Data excerpts Block Start
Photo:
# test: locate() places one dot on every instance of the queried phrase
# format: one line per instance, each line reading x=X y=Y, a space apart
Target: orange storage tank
Data excerpts Block End
Data excerpts Block Start
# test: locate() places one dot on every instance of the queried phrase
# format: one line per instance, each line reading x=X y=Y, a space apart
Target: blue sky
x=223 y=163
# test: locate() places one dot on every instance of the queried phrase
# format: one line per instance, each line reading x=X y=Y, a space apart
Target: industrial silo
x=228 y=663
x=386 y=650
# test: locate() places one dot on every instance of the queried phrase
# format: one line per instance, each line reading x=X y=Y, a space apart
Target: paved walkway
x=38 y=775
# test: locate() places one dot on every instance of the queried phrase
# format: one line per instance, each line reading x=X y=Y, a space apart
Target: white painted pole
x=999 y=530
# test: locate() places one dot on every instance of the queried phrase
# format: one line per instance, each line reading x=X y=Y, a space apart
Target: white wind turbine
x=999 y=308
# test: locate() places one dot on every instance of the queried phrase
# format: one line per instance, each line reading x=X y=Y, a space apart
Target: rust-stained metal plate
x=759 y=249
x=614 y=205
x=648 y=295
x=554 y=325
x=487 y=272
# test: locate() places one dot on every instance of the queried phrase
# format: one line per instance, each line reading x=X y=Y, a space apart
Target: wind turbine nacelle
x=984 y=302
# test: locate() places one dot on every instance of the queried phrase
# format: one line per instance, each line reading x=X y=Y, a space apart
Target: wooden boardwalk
Data excerpts Block End
* [What to produce] Your answer should consist only of the lines above between the line holding "Target: wind turbine nacelle" and the line holding "Target: wooden boardwalk", inclusive, each transcribed exactly.

* [Answer box]
Target: wind turbine nacelle
x=984 y=302
# test: locate() places one dot on every instance of the queried phrase
# format: one line per instance, each line reading x=X y=Y, a space apart
Target: wooden boardwalk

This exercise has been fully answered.